• **Énoncé**: Reproduisez ces lignes à l'identique, du début à la fin, en omettant les images.
=-=-=-=-=
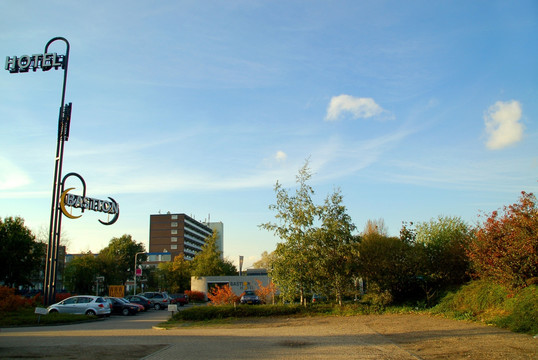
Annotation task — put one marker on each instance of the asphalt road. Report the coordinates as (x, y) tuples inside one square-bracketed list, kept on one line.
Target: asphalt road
[(398, 337)]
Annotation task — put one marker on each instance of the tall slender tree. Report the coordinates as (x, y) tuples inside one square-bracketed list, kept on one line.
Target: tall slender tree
[(292, 267), (20, 253)]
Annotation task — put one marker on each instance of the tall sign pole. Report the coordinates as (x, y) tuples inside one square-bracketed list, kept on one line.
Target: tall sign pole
[(47, 61), (64, 120)]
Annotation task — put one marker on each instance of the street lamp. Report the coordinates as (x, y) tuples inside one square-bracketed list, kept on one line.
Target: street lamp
[(136, 255)]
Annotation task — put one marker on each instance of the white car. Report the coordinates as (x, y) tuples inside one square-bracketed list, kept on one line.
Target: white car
[(82, 304)]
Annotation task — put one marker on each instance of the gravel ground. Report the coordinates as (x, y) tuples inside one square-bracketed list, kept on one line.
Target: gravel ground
[(360, 337)]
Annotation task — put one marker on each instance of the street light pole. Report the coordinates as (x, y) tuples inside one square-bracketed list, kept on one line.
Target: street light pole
[(136, 255)]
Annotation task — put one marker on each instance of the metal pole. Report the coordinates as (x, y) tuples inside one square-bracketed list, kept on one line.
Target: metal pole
[(51, 266), (136, 255)]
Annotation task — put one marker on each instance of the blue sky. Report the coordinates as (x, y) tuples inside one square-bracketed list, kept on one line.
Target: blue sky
[(413, 109)]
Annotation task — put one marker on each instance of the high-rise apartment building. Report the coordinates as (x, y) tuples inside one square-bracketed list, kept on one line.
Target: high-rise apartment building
[(180, 234)]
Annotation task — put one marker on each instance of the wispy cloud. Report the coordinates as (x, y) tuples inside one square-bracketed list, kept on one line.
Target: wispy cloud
[(342, 105), (503, 126)]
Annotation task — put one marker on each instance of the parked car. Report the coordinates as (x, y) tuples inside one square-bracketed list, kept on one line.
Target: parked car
[(250, 297), (141, 300), (180, 299), (158, 299), (119, 307), (140, 307), (82, 304)]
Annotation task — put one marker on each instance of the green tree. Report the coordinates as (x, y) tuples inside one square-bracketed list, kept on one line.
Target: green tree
[(441, 245), (292, 268), (117, 259), (209, 261), (80, 274), (20, 254), (505, 246), (265, 262), (387, 263), (336, 246), (375, 226)]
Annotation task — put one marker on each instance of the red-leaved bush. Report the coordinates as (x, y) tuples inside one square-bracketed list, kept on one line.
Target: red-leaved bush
[(195, 296), (505, 247), (266, 293), (221, 295)]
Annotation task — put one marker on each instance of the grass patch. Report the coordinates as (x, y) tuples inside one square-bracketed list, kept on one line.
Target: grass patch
[(492, 304), (224, 314), (27, 317)]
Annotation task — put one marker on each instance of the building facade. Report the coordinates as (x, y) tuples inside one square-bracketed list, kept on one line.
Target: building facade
[(180, 234)]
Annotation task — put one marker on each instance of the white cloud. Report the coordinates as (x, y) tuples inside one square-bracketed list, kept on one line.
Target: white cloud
[(281, 156), (357, 107), (502, 124)]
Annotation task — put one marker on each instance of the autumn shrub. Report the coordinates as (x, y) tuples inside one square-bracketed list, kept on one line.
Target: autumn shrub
[(195, 296), (222, 295), (266, 293), (505, 246), (202, 313)]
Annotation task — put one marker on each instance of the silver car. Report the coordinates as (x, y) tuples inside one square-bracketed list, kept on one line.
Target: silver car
[(82, 304), (160, 300)]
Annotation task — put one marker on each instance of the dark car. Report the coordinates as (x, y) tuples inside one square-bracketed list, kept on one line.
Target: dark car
[(141, 300), (119, 307), (180, 299), (158, 299), (250, 297)]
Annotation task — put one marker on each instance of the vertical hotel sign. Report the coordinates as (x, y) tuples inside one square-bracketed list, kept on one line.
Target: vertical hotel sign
[(61, 198)]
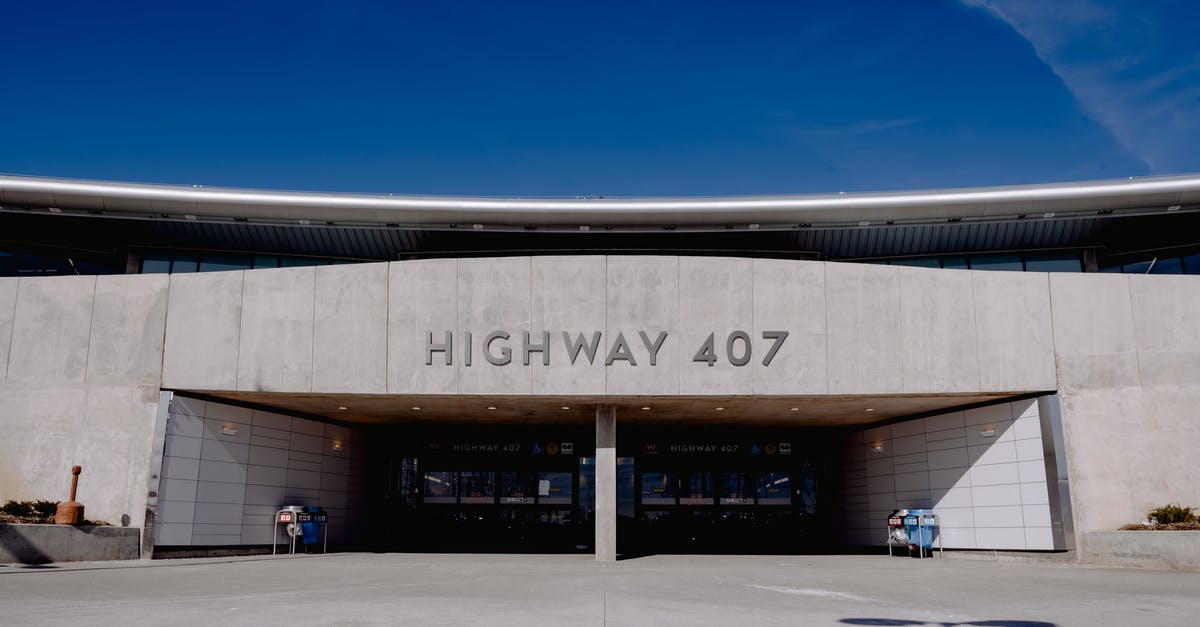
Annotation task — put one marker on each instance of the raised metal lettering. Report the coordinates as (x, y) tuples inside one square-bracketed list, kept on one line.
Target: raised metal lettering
[(573, 348), (744, 358), (653, 347), (779, 336), (544, 348), (619, 351), (445, 347), (706, 352), (505, 352)]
=-=-=-=-=
• **Résultat obtenu**:
Annotation task — put one marker on each instance of the asphalt road. Report the coordinates as (x, y) tuples inside one square-bracketed list, kept on one line.
Target: asphalt road
[(398, 337)]
Annotation task — put one marker on each instance of the tall slender tree. Report the coordinates as (x, y) tuples inside one square-bracketed list, kept on one line.
Target: tall slender tree
[(292, 267), (20, 253)]
Annotation task — put one marker on each instance of the tall sign pole. Report the coordinates as (x, y) tuples inside one square-bracketed list, kept on one line.
Target: tall sign pole
[(47, 61), (64, 120)]
Annotation task — put one marker on each instance of the street lamp. Report the coordinates as (x, y) tuples inside one square-bracketed list, kept on one line.
Target: street lamp
[(136, 255)]
Annotation task — put one marker on each instance of the white car. Report the coordinates as (x, y) tuples inside one square-bracketed list, kept on one line.
Target: white car
[(82, 304)]
Annotation task — put one marker on each instance of the gravel ground. Report the coordinates as (x, y) tuples inside one square-bracketed list, kept on one line.
Target: gravel ground
[(360, 337)]
Annotation task — put one marker on each instance of the street light pole. Report the coordinates as (x, y) tuples inside one square-bracketed list, kept on one line.
Target: street light pole
[(136, 255)]
Annotation task — put one marker on each instance of the metal pole. Report the coordinates as (x, y) tuples inside one square-bracketed list, kept on one line.
Target: metal pole
[(51, 266), (136, 255)]
Annotation task — put one marker on each instance of the blue sky. Report the coordinates as (x, y) tuples inside one square-bracketed list, kept on one line.
Target: blue sky
[(413, 109)]
Annotation task — put one marker on each instance of the high-rise apartment building. Report the coordinates as (x, y) tuples inside one square-bracketed list, kept on one line.
Target: high-rise apartment building
[(180, 234)]
Annotation task — put one marker on each instance of the wispy cloud. Report the coordinates as (x, y) tuples inside one square-bracketed list, kept on one line.
Target: wispy cloud
[(342, 105), (503, 126)]
Annotation task — put one marker on each instance of the parked car. Report the coordinates as (x, y) tuples inside one square-bracketed list, kept on one line.
Target: parked car
[(250, 297), (141, 300), (180, 299), (158, 299), (119, 307), (140, 307), (82, 304)]
Annotation task — put one marker on each instance of the green tree. Report the coordinates as (x, y) tuples inside one square-bracketed list, kept on one line.
Target: green tree
[(441, 245), (292, 268), (117, 259), (209, 261), (80, 274), (20, 254), (505, 246), (265, 262), (387, 263), (336, 246), (375, 226)]
Annotation task — put one marker on each instance of the red-leaved bush. Report the coordinates as (x, y) tuples inside one square-bracketed list, kept on one line.
Target: red-leaved bush
[(195, 296), (505, 247), (266, 293), (221, 295)]
Annotation task — put one marker on each instance of the grass patch. Report the coordinates as (x, y) tuples inside one square-bracketed list, kept on one line.
Target: grass patch
[(492, 304), (224, 314), (27, 317)]
Annotation task — put one marker on each instance of the building facade. Report the coordinates as (x, y) tuples inside one square-bracketed list, kept on one line.
Target: building facade
[(180, 234)]
Annotation task — put one marker on each instance of the white cloud. Report the coordinates as (x, y) tuples inside one square-bracketed list, kept on one line.
Target: white cloud
[(281, 156), (357, 107), (502, 124)]
Annotation task — put one marker on each instance of the autumn shrub. Report the coordinates as (x, y) tuples inside one square-bracketed list, kept on one line.
Target: autumn shrub
[(195, 296), (222, 295), (266, 293), (505, 246), (202, 313)]
Annotation task — put one marker on each instance of the silver car. Report the coordinates as (x, y) tuples inside one square-bracketed list, kept on one line.
Target: silver car
[(82, 304), (160, 300)]
Annotation task — put one marker on each instance of the dark car. Report the coordinates as (x, y) tuples inside one square-bracketed list, kept on one line.
Target: dark car
[(141, 300), (119, 307), (180, 299), (158, 299), (250, 297)]
Annotation task — put one marker on each instance of the vertical hotel sign. Report the coordinates as (x, y) tuples inside one square-bracketed list, kept on one line.
Target: vertical hotel sign
[(61, 198)]
Annotation task — put one marker on each instance of the raised metal lettering. Report the coordinates as (x, y) tuples inside one square-bracketed list, kept on one line.
Target: raised metal lettering
[(573, 348), (744, 358), (653, 347), (779, 336), (544, 348), (619, 351), (445, 347), (706, 352), (505, 352)]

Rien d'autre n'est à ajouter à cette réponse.